• STUDY TEXT
*** Block opens ***

Hi, Dena
I somehow think you are posting your replies in several threads - maybe it would have made sense to do your own topic and post everything there

Anyways...
You can try different recordings - useful wouold probably be your everyday voice and a voice where you just totally relax and let go. You dont have to push it to sound male. Something that might me interesting though would be if you cound record a glissando while humming (humming and then go as low as you can and then as high as you can) to evaluate your vocal range. We can analyze this with PRAAT and tell you the notes, if you like

Quote from: Dena on May 26, 2015, 11:26:26 AM
This voice has to be an octave above the old voice but still about an octave below the female range. The point is when my voice broke, it broke bad and the only way I can reach the female range hurts.
This is not physically impossible, just very very unlikely - it would place your voice in or below the C2 range, which is about 65 Hz - Dr Kim mentioned that some patients had voices as low as 85 Hz, which poses a problem since you can usually only gain 75 Hz with the surgery, which still would put them only in the upper male or gender neutral range.
Here is a conversion table showing Hz and piano key names. Male voices are said to be 100-150 Hz, female 180-260 Hz.
If you are right and your voice is in the lowest possible range originally, it would probably be in that 80 Hz range - so to reach 140 Hz which is the point you can go to, IIRC, already is a pretty big shift and definitely it is not adviseable to go beyond that by voice training alone. If my assumptions so far are true, VFS will not be able to give you an effortless female voice but you would have to add some pitch increase by training on top of that. Usually what happens if someone has a trained , piptched, voice and then has VFS is, the new voice will be the same as the old, pitched voice, but the untrained voice is gone and the new voice is without effort but at the same pitch as the trained voice before VFS.
QuoteIn short, my old normal voice was somewhere in the mid 2 range. My physical size combine with a very large adams apple indicates I have a good sized vocal instrument which is not really what I want. I would settle for a much smaller model.
This would match my assumption of your old voice being in the 80 Hz range (E2) which really is low but it is only a bit over an octave below the female range (E3 is gender neutral, G3 is already female range)

*** Block closes ***

(Data entries)
*** Block opens ***

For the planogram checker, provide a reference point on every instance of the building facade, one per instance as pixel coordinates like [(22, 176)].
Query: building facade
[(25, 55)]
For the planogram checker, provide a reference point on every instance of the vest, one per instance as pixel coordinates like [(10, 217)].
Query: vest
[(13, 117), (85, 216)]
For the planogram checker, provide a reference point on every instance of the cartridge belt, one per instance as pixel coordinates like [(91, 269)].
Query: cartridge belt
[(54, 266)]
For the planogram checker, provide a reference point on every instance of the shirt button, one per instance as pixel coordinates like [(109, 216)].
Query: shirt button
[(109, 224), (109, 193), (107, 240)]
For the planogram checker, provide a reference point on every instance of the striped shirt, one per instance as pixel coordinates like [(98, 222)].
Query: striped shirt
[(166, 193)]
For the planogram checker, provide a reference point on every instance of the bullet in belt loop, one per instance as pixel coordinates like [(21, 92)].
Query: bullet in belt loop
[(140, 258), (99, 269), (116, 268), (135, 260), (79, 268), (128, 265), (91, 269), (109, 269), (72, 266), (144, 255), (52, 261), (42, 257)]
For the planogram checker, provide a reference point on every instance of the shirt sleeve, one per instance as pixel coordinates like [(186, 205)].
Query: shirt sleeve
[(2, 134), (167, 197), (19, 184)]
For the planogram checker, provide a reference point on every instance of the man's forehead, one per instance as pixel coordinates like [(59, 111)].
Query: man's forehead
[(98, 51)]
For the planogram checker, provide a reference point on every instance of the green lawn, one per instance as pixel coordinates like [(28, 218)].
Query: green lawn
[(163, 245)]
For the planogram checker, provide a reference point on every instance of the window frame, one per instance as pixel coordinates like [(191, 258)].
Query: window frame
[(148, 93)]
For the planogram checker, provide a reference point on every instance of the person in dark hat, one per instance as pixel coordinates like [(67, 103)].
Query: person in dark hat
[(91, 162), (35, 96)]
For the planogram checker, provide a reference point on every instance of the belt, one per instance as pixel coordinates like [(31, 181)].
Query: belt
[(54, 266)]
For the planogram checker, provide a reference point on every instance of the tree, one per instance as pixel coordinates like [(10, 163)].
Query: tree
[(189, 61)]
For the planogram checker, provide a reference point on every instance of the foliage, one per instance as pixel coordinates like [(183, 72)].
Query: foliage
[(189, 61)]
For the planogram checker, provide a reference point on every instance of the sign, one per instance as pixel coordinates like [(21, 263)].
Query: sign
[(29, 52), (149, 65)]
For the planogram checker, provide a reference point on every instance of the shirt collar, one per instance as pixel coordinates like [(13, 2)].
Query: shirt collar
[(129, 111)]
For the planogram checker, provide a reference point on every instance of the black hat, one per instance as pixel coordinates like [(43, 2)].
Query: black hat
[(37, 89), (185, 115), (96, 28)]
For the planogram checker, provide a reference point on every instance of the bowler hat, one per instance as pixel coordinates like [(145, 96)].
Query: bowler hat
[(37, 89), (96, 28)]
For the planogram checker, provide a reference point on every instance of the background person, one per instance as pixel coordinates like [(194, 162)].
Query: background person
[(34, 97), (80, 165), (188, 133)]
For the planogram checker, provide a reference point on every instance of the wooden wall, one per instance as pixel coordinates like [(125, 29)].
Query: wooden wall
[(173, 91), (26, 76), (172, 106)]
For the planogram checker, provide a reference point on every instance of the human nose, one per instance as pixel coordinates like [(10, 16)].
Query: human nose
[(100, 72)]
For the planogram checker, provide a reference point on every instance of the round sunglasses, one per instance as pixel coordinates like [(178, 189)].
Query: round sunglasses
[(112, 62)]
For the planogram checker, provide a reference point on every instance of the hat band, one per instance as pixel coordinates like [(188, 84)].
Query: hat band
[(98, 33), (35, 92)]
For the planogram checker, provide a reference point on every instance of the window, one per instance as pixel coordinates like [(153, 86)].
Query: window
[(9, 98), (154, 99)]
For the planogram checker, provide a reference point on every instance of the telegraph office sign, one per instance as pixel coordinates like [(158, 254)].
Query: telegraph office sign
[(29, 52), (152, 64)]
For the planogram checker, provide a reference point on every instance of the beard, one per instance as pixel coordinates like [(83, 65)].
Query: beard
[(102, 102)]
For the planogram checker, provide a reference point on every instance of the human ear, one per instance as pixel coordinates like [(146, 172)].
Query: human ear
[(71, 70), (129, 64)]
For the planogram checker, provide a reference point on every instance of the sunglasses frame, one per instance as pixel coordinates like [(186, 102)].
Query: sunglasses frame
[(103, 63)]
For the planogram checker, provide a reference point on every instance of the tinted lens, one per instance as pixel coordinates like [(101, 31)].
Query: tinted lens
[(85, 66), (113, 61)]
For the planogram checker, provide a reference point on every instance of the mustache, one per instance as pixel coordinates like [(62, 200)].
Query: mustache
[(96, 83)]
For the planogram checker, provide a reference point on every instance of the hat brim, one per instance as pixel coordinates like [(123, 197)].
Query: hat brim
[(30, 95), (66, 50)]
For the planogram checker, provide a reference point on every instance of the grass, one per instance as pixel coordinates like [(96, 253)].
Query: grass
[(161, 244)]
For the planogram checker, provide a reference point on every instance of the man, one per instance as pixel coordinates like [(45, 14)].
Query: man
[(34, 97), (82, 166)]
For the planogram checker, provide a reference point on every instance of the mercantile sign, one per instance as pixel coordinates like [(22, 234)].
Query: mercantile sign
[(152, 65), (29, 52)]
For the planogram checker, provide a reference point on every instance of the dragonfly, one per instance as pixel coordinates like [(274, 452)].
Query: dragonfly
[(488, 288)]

*** Block closes ***
*** Block opens ***

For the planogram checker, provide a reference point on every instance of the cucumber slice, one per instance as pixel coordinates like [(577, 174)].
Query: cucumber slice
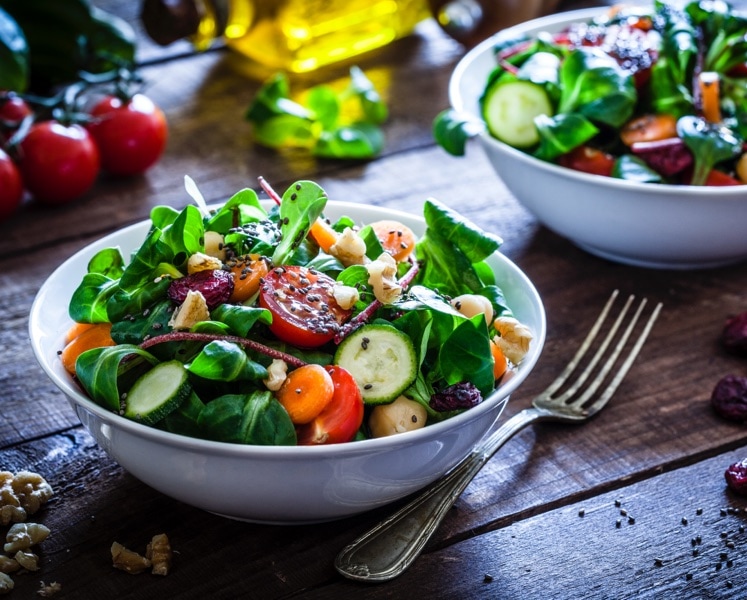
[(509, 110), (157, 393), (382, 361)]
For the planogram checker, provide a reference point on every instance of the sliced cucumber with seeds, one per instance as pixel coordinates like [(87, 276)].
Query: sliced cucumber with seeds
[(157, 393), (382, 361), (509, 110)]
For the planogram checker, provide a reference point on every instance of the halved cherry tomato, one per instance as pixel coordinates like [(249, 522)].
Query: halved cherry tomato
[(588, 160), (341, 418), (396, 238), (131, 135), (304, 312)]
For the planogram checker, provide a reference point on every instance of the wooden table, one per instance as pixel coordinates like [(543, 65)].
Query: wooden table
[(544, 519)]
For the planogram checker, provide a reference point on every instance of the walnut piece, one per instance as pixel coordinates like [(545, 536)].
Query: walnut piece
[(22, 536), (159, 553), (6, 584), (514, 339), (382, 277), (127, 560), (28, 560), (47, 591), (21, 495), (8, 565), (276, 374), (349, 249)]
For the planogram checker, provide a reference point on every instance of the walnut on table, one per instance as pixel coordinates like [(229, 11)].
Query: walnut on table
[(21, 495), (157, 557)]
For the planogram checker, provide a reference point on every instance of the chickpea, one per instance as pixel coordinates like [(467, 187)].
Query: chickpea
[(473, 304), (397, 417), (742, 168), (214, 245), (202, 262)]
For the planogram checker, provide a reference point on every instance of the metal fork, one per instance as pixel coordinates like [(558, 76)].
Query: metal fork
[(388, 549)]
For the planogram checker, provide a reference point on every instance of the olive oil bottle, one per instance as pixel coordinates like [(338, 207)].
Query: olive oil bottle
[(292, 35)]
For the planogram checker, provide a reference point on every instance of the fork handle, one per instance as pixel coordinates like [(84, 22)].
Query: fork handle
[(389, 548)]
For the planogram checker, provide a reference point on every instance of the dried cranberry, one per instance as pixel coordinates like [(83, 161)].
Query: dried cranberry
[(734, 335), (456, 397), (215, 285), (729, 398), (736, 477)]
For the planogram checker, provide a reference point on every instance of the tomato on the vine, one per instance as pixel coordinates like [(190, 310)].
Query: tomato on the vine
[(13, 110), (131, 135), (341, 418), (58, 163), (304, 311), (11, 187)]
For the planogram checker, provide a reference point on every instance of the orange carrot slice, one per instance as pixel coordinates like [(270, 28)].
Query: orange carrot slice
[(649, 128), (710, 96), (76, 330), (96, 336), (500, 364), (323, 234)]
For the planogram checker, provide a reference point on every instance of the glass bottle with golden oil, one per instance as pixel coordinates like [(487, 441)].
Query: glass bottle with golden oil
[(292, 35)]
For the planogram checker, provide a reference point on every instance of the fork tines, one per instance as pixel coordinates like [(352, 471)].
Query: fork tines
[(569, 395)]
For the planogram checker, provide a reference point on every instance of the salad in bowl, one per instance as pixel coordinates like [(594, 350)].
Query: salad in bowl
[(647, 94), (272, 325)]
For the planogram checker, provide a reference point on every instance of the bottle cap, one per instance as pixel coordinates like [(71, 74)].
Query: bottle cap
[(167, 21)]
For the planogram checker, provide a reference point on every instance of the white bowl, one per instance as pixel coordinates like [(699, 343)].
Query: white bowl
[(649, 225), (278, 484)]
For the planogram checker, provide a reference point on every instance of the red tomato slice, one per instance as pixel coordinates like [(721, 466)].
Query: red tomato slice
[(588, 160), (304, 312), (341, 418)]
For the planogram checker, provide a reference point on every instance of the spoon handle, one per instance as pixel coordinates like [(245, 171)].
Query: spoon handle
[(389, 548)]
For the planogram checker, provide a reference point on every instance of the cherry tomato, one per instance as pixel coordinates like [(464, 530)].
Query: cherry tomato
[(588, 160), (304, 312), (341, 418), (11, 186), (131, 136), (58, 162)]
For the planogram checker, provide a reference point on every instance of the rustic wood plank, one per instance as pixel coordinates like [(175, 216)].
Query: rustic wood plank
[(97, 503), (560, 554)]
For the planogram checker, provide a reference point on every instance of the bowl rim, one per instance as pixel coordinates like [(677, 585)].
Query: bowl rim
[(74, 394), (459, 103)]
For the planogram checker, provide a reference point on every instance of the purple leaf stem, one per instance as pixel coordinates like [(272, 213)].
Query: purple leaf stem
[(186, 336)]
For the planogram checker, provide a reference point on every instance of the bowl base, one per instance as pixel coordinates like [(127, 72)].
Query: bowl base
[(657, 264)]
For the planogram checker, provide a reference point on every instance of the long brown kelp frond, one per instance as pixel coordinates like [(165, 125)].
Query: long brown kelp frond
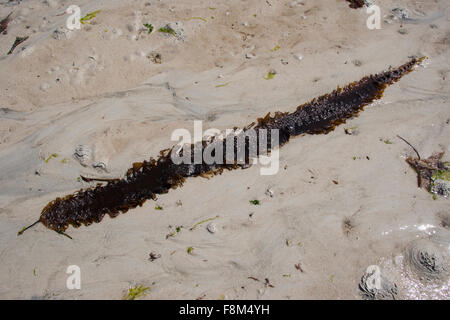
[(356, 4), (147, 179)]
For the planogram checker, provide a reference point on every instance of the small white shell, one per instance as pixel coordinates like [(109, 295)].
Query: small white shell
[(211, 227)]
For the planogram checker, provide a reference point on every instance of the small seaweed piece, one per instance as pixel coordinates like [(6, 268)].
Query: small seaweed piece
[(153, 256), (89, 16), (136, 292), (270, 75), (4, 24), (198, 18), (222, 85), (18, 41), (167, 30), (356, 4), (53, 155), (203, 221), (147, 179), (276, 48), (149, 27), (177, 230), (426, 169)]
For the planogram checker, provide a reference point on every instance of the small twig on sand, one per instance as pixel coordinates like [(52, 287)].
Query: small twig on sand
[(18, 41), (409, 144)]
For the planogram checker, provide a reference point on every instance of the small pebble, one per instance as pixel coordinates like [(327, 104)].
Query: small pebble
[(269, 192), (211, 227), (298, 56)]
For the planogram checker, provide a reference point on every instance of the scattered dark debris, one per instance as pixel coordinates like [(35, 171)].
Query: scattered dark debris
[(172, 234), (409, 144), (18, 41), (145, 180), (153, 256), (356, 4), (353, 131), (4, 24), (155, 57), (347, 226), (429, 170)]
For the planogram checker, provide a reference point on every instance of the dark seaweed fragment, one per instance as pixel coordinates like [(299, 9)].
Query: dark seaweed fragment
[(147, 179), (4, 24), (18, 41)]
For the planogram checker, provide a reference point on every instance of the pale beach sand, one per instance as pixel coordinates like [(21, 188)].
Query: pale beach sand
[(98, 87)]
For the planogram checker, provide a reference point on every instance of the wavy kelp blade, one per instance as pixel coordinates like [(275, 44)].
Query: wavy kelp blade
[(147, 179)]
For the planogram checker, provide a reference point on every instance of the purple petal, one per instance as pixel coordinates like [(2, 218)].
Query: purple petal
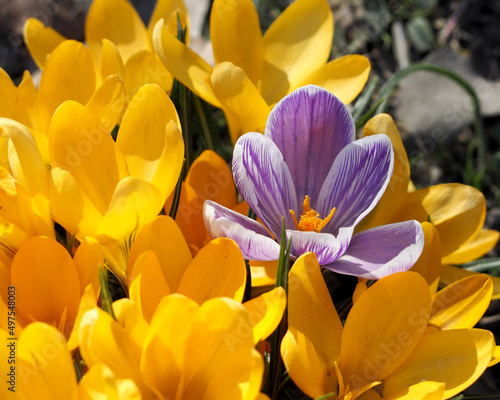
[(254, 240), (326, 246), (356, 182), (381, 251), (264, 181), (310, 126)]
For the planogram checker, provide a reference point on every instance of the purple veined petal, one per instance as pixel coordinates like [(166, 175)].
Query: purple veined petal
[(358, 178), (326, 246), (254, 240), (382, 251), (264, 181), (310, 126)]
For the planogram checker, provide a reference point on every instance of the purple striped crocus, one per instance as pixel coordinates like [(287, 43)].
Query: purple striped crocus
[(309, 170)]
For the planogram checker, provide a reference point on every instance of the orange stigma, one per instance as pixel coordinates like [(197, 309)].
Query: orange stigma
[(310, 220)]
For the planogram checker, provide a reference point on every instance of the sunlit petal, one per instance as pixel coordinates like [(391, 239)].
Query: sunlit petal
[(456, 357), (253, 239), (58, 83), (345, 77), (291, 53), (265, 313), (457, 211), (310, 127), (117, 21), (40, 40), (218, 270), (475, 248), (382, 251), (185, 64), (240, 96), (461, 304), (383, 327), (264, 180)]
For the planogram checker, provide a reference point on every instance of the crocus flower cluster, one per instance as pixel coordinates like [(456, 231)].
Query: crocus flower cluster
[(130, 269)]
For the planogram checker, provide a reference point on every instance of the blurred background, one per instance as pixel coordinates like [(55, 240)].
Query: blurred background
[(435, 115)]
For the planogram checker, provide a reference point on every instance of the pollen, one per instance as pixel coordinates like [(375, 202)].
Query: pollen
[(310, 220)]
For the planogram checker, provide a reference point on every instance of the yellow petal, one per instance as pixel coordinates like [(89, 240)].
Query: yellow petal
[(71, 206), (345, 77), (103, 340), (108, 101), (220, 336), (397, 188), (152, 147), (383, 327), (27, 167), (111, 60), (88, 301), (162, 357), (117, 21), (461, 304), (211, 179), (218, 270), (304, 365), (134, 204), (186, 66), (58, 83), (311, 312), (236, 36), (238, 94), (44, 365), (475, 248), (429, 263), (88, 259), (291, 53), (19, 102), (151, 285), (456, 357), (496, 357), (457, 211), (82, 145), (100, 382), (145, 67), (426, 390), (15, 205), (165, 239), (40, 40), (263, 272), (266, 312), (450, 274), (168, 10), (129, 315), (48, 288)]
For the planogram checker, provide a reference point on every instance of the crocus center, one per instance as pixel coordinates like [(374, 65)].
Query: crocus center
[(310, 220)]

*** Block closes ***

• PROMPT 1
Reproduce the part of the forum post on voice pitch from "Quote from: Dena" up to and including "female range hurts.".
• PROMPT 2
Answer these questions using the forum post on voice pitch:
(a) What range in hertz are male voices said to have?
(b) How many hertz can usually be gained with the surgery?
(c) Which program does the writer offer to use to analyze a recording?
• PROMPT 3
Continue the forum post on voice pitch from where it stops.

• ANSWER 1
Quote from: Dena on May 26, 2015, 11:26:26 AM
This voice has to be an octave above the old voice but still about an octave below the female range. The point is when my voice broke, it broke bad and the only way I can reach the female range hurts.

• ANSWER 2
(a) 100-150 Hz
(b) 75 Hz
(c) PRAAT

• ANSWER 3
Since your physical size is so large (how tall are you? more than 1m90? are you thin or more medium sized or big?), a voice that is below female average is expected by others anyways. Do you get misgendered a lot because of the tallness and the very large adams apple? After all its a pretty well known gender marker.... Or did you have it shaved?
Size of the adams apple seems not to have to do a whole lot with pitch though. I have basically no adams apple but my voice still was in the 110 Hz range and considered in the lower male range.
QuoteAs for projection, I don't need it all at once and am willing to wait out the healing period. Funny thing is a slow healing period will be an advantage for me. It will allow for the people who know me but don't know about me to see a gradual change in my voice instead of walking and suddenly going from a low voice to a high one.
Well - it is hard to predict. But one thing seems to be an issue - if you dont use your new pitch, you may not get used to it and then it may be harder to use it eventually. But since you said you are already using a voice that is almost an octave above your natural voice, the difference will not even be noticeable by others, it will just be easier for you and you will have the option to use higher pitches at will, so you could eventually increase pitch as you like.
During the first 8 weeks and some more, I was not audible in a car that had a loud engine or in a bar situation. I was at a party after the 8 week mark but was basically mute because I could not talk loud enough to communicate to others since too many people were talking plus music was playing. I think now after 3 months, I might stand a chance. What is your occupation? Do you have a very loud workplace?